→ **Task brief**
The response must restate all of the data word for word.

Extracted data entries
··········

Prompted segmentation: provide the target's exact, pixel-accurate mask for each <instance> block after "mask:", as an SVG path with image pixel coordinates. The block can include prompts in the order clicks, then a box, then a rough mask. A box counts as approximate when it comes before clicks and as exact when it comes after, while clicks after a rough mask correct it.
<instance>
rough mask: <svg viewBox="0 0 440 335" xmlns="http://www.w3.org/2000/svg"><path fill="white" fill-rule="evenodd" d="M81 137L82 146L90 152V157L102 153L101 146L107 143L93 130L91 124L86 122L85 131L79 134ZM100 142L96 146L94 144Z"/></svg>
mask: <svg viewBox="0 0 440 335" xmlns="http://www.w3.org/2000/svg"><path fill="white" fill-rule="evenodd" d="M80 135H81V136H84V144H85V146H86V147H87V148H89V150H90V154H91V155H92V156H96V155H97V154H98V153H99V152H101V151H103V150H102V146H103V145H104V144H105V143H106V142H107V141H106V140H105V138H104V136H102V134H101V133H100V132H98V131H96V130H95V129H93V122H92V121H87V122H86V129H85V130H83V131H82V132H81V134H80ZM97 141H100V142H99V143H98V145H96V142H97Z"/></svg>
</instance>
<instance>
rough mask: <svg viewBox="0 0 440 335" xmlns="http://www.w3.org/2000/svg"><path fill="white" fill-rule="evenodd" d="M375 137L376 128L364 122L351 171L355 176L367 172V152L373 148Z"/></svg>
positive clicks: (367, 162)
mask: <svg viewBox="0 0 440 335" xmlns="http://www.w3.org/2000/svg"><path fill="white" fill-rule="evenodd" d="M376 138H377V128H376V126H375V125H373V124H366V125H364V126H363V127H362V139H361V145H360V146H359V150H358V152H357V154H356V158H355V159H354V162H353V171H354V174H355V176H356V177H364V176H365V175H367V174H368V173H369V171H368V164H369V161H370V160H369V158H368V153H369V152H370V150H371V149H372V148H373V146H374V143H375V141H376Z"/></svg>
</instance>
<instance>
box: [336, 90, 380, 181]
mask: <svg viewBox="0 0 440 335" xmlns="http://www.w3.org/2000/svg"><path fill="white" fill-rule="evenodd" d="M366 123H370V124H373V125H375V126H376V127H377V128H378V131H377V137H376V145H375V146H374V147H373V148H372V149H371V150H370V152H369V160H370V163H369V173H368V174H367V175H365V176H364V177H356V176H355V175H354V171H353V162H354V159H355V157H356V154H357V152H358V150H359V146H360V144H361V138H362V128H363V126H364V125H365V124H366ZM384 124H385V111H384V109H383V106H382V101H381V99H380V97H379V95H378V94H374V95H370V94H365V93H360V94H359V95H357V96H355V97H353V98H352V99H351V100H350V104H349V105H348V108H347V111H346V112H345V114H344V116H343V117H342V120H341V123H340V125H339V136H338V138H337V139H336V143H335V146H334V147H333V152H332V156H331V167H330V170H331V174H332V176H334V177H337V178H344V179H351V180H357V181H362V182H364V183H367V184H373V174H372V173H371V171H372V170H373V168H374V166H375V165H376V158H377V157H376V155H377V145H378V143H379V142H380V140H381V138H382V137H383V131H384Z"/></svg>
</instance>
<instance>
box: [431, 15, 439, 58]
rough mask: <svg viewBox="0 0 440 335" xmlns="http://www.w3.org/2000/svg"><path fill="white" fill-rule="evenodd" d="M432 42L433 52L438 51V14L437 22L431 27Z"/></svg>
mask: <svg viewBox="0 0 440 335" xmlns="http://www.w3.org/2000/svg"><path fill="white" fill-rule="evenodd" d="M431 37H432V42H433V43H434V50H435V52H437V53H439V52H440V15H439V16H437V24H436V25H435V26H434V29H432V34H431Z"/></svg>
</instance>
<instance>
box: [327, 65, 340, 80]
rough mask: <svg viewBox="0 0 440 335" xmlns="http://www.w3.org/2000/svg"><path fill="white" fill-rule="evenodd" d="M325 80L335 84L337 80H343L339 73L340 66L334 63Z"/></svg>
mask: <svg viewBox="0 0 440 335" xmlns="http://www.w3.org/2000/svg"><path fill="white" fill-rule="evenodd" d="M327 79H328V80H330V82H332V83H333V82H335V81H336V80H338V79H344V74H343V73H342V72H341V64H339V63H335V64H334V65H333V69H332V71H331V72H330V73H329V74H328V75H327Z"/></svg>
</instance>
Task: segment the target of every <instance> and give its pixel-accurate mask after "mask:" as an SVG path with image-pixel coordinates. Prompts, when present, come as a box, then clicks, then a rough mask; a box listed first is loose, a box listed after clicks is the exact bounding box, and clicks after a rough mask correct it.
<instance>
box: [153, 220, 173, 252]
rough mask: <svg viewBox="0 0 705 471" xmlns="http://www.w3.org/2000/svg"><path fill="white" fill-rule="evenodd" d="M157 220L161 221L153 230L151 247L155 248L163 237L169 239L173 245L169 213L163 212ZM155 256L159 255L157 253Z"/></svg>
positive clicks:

··········

→ **Response to this task**
Prompted segmentation: provide the target's exact, pixel-accurate mask for each <instance> block after "mask:", as an SVG path with image pixel coordinates. The block can include prompts in the order clicks, then a box, then a rough mask. A box counts as approximate when it comes before clicks and as exact when it comes after, while clicks after a rough mask correct it.
<instance>
rough mask: <svg viewBox="0 0 440 335" xmlns="http://www.w3.org/2000/svg"><path fill="white" fill-rule="evenodd" d="M81 137L82 146L90 152V157L102 153L101 146L107 143L93 130L91 124L86 122L85 131L79 134ZM100 142L96 146L94 144Z"/></svg>
mask: <svg viewBox="0 0 440 335" xmlns="http://www.w3.org/2000/svg"><path fill="white" fill-rule="evenodd" d="M80 135H81V136H84V144H85V146H86V147H87V148H89V150H90V154H91V155H92V156H96V155H97V154H98V153H99V152H101V151H103V150H102V146H103V145H104V144H105V143H106V142H107V141H106V140H105V138H104V136H102V134H101V133H100V132H98V131H96V130H95V129H93V122H92V121H87V122H86V129H85V130H83V131H82V132H81V134H80ZM97 141H100V142H99V143H98V145H96V142H97Z"/></svg>
</instance>
<instance>
rough mask: <svg viewBox="0 0 440 335" xmlns="http://www.w3.org/2000/svg"><path fill="white" fill-rule="evenodd" d="M375 137L376 128L364 122L351 171L355 176L367 172V152L373 148Z"/></svg>
positive clicks: (367, 162)
mask: <svg viewBox="0 0 440 335" xmlns="http://www.w3.org/2000/svg"><path fill="white" fill-rule="evenodd" d="M376 138H377V128H376V126H375V125H373V124H366V125H364V126H363V127H362V139H361V145H360V146H359V150H358V152H357V154H356V158H355V159H354V162H353V171H354V174H355V176H356V177H364V176H365V175H367V174H368V173H369V171H368V164H369V161H370V160H369V158H368V153H369V152H370V150H371V149H372V148H373V146H374V143H375V141H376Z"/></svg>
</instance>
<instance>
box: [336, 90, 380, 181]
mask: <svg viewBox="0 0 440 335" xmlns="http://www.w3.org/2000/svg"><path fill="white" fill-rule="evenodd" d="M366 123H370V124H373V125H375V126H376V127H377V128H378V131H377V137H376V145H375V146H374V147H373V148H372V149H371V150H370V152H369V160H370V163H369V173H368V174H367V175H365V176H364V177H356V176H355V175H354V171H353V162H354V159H355V157H356V154H357V152H358V150H359V146H360V144H361V138H362V128H363V126H364V125H365V124H366ZM384 124H385V111H384V109H383V106H382V101H381V99H380V97H379V95H378V94H374V95H370V94H365V93H360V94H359V95H357V96H355V97H353V98H352V99H351V100H350V104H349V105H348V108H347V111H346V112H345V114H344V116H343V117H342V120H341V123H340V125H339V136H338V138H337V139H336V143H335V146H334V147H333V152H332V156H331V167H330V170H331V174H332V176H334V177H337V178H344V179H351V180H357V181H362V182H364V183H367V184H373V174H372V173H371V171H372V170H373V168H374V166H375V165H376V158H377V157H376V155H377V145H378V143H379V142H380V140H381V138H382V137H383V131H384Z"/></svg>
</instance>
<instance>
box: [431, 15, 439, 58]
rough mask: <svg viewBox="0 0 440 335" xmlns="http://www.w3.org/2000/svg"><path fill="white" fill-rule="evenodd" d="M432 42L433 52L438 51V14L437 22L431 27Z"/></svg>
mask: <svg viewBox="0 0 440 335" xmlns="http://www.w3.org/2000/svg"><path fill="white" fill-rule="evenodd" d="M431 37H432V42H433V43H434V50H435V52H437V53H439V52H440V15H439V16H437V24H436V25H435V26H434V29H432V34H431Z"/></svg>
</instance>
<instance>
box: [327, 65, 340, 80]
rough mask: <svg viewBox="0 0 440 335" xmlns="http://www.w3.org/2000/svg"><path fill="white" fill-rule="evenodd" d="M325 80L335 84L337 80H343L339 73L340 66L334 63Z"/></svg>
mask: <svg viewBox="0 0 440 335" xmlns="http://www.w3.org/2000/svg"><path fill="white" fill-rule="evenodd" d="M327 79H328V80H330V82H332V83H333V82H335V81H336V80H338V79H344V74H343V73H342V72H341V64H339V63H335V64H334V65H333V69H332V71H331V72H330V73H329V74H328V75H327Z"/></svg>
</instance>
Task: segment the target of every <instance> and give its pixel-accurate mask after "mask:" as an SVG path with image-pixel coordinates. Prompts, when present, come as a box, then clicks, then a rough mask; a box listed first is loose, a box listed after clicks is the exact bounding box, and clicks after a rough mask correct it.
<instance>
box: [153, 220, 173, 252]
rough mask: <svg viewBox="0 0 705 471" xmlns="http://www.w3.org/2000/svg"><path fill="white" fill-rule="evenodd" d="M157 220L161 221L153 230L151 247L155 248L163 237L169 239L173 245L169 213L163 212ZM155 256L159 255L157 253Z"/></svg>
positive clicks:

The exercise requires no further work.